"""

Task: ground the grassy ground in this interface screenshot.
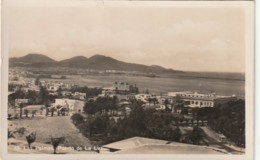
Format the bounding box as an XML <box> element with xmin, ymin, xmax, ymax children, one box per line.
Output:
<box><xmin>8</xmin><ymin>116</ymin><xmax>91</xmax><ymax>147</ymax></box>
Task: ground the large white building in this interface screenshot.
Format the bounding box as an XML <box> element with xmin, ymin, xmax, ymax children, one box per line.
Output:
<box><xmin>168</xmin><ymin>91</ymin><xmax>237</xmax><ymax>107</ymax></box>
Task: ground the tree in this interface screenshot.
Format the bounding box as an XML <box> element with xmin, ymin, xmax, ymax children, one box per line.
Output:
<box><xmin>32</xmin><ymin>110</ymin><xmax>37</xmax><ymax>117</ymax></box>
<box><xmin>190</xmin><ymin>126</ymin><xmax>204</xmax><ymax>145</ymax></box>
<box><xmin>34</xmin><ymin>77</ymin><xmax>41</xmax><ymax>86</ymax></box>
<box><xmin>51</xmin><ymin>137</ymin><xmax>65</xmax><ymax>154</ymax></box>
<box><xmin>71</xmin><ymin>113</ymin><xmax>84</xmax><ymax>126</ymax></box>
<box><xmin>19</xmin><ymin>103</ymin><xmax>25</xmax><ymax>118</ymax></box>
<box><xmin>171</xmin><ymin>127</ymin><xmax>182</xmax><ymax>142</ymax></box>
<box><xmin>26</xmin><ymin>132</ymin><xmax>36</xmax><ymax>149</ymax></box>
<box><xmin>24</xmin><ymin>109</ymin><xmax>29</xmax><ymax>117</ymax></box>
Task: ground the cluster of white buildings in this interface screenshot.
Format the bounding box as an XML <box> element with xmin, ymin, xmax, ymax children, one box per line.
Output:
<box><xmin>9</xmin><ymin>67</ymin><xmax>236</xmax><ymax>117</ymax></box>
<box><xmin>168</xmin><ymin>91</ymin><xmax>237</xmax><ymax>107</ymax></box>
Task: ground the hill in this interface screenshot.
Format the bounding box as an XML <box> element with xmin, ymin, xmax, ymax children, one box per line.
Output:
<box><xmin>9</xmin><ymin>54</ymin><xmax>181</xmax><ymax>73</ymax></box>
<box><xmin>9</xmin><ymin>53</ymin><xmax>56</xmax><ymax>67</ymax></box>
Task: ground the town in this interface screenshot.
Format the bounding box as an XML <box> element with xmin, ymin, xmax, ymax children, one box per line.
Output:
<box><xmin>8</xmin><ymin>68</ymin><xmax>245</xmax><ymax>154</ymax></box>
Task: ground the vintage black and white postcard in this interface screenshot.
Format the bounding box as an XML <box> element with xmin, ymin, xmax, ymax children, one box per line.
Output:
<box><xmin>1</xmin><ymin>0</ymin><xmax>254</xmax><ymax>160</ymax></box>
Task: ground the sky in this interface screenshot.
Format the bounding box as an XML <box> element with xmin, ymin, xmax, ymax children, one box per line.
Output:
<box><xmin>5</xmin><ymin>0</ymin><xmax>245</xmax><ymax>72</ymax></box>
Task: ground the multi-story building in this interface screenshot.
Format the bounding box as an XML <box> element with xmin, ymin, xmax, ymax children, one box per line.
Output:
<box><xmin>114</xmin><ymin>82</ymin><xmax>130</xmax><ymax>94</ymax></box>
<box><xmin>168</xmin><ymin>91</ymin><xmax>237</xmax><ymax>107</ymax></box>
<box><xmin>54</xmin><ymin>98</ymin><xmax>85</xmax><ymax>112</ymax></box>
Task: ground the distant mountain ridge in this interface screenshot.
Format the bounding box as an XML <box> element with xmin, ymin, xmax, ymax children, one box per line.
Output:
<box><xmin>9</xmin><ymin>54</ymin><xmax>182</xmax><ymax>73</ymax></box>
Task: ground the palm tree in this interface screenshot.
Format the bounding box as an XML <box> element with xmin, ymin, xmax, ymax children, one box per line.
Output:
<box><xmin>26</xmin><ymin>132</ymin><xmax>36</xmax><ymax>149</ymax></box>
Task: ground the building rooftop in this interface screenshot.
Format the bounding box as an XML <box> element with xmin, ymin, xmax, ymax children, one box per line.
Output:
<box><xmin>102</xmin><ymin>137</ymin><xmax>227</xmax><ymax>154</ymax></box>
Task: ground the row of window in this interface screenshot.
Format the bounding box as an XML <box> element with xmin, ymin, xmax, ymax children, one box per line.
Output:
<box><xmin>191</xmin><ymin>101</ymin><xmax>213</xmax><ymax>106</ymax></box>
<box><xmin>179</xmin><ymin>94</ymin><xmax>213</xmax><ymax>98</ymax></box>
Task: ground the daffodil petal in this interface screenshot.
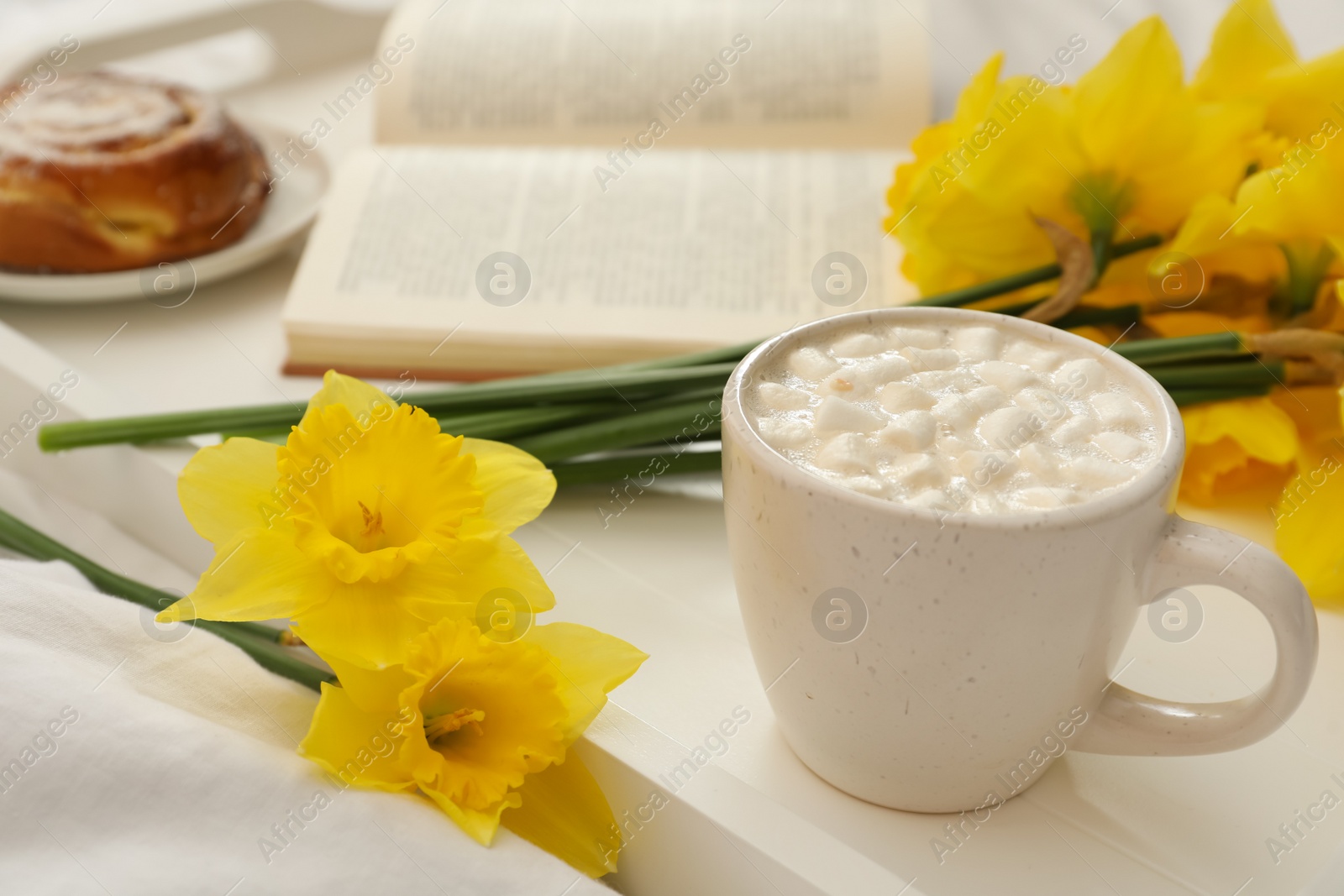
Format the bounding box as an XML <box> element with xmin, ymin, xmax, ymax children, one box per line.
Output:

"""

● GIVEN INSTRUCTION:
Which lines of the listing above contain the word "white"? Pull each of them out and copy it in full.

● THE OUTPUT:
Task: ground the large white building in this interface screenshot.
Task: ground the cluster of white buildings in this interface screenshot.
Task: ground the vintage black and white postcard in this interface screenshot.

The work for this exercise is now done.